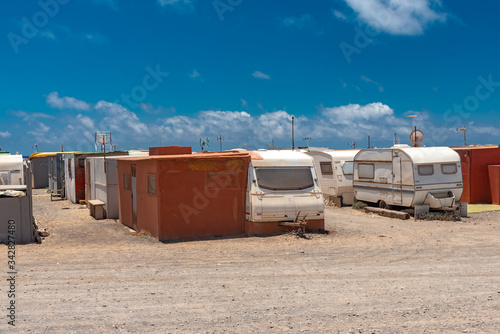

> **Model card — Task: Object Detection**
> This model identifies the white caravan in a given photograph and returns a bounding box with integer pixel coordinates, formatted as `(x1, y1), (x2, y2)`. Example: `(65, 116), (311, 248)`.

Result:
(246, 150), (324, 222)
(354, 145), (463, 209)
(307, 150), (359, 205)
(0, 153), (24, 186)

○ ○ ○ ○ ○ ○ ○

[Exercise objective]: Copy out the records with "white caravan" swapped for "parked camper" and everything else unchanged, leaving out the pictures.

[Solved exercise]:
> **Model card — Task: Object Detection**
> This model identifies the parked camper in a given photograph and returns a bounding box with integer pixel coordinates, formatted as `(x1, y1), (x2, y2)`. Example: `(65, 116), (311, 248)`.

Result:
(246, 150), (324, 222)
(354, 145), (463, 209)
(307, 150), (359, 205)
(0, 153), (24, 186)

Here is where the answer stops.